But what was Hughes’ own Paris like? It was “only just not German”, he says. Hughes depicts himself as having been keenly aware of the recent war and all that had gone on in Paris – the reality of it was too present for him to ignore and feel nostalgic for the interwar jazz age. For Hughes, this was the city of “Occupation and old nightmare”, and the bullet scars in the Quai stonework gave him an “eerie familiar feeling”. I wonder whether Hughes (with the dye of hindsight inevitably colouring his memory) is relating to the suffering of Paris here – to the idea of Occupation. Perhaps he feels a connection to this city since the ghost of Plath has ‘occupied’ him – possessed him even – as is evident from this collection of more than eighty poems addressed to her over thirty years after her death.

□ □ □ □ □ □ □

- _Set problem 1_: Output the records exactly as they appear, starting at the line that contains "In this exercise you will mark each instance of the dark" and ending at the last line of the records.
The text and the records have nothing to do with each other.

- _Data records_:

□ □ □ □ □ □ □

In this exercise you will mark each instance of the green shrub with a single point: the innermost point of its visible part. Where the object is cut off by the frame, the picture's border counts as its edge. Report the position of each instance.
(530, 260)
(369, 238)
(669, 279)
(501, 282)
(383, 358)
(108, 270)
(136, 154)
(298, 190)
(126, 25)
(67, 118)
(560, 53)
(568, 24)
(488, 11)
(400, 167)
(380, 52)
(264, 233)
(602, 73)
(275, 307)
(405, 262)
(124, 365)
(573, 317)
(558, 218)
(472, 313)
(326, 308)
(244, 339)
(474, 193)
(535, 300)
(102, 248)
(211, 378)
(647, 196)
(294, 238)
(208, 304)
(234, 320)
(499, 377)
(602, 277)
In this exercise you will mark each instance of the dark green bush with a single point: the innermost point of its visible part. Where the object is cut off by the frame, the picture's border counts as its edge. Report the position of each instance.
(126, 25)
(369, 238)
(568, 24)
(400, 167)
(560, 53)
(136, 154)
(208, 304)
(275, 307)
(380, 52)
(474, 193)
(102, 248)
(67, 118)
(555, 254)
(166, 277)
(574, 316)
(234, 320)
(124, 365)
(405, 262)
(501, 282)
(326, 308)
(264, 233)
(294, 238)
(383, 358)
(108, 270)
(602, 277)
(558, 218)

□ □ □ □ □ □ □

- _Set problem 2_: Return the part of the text about Hughes' Paris word for word, starting at "But what was" and ending at "after her death.".

- _Exercise solution 1_:
In this exercise you will mark each instance of the dark green bush with a single point: the innermost point of its visible part. Where the object is cut off by the frame, the picture's border counts as its edge. Report the position of each instance.
(126, 25)
(369, 238)
(568, 24)
(400, 167)
(560, 53)
(136, 154)
(208, 304)
(275, 307)
(380, 52)
(474, 193)
(102, 248)
(67, 118)
(555, 254)
(166, 277)
(574, 316)
(234, 320)
(124, 365)
(405, 262)
(501, 282)
(326, 308)
(264, 233)
(294, 238)
(383, 358)
(108, 270)
(602, 277)
(558, 218)

- _Exercise solution 2_:
But what was Hughes’ own Paris like? It was “only just not German”, he says. Hughes depicts himself as having been keenly aware of the recent war and all that had gone on in Paris – the reality of it was too present for him to ignore and feel nostalgic for the interwar jazz age. For Hughes, this was the city of “Occupation and old nightmare”, and the bullet scars in the Quai stonework gave him an “eerie familiar feeling”. I wonder whether Hughes (with the dye of hindsight inevitably colouring his memory) is relating to the suffering of Paris here – to the idea of Occupation. Perhaps he feels a connection to this city since the ghost of Plath has ‘occupied’ him – possessed him even – as is evident from this collection of more than eighty poems addressed to her over thirty years after her death.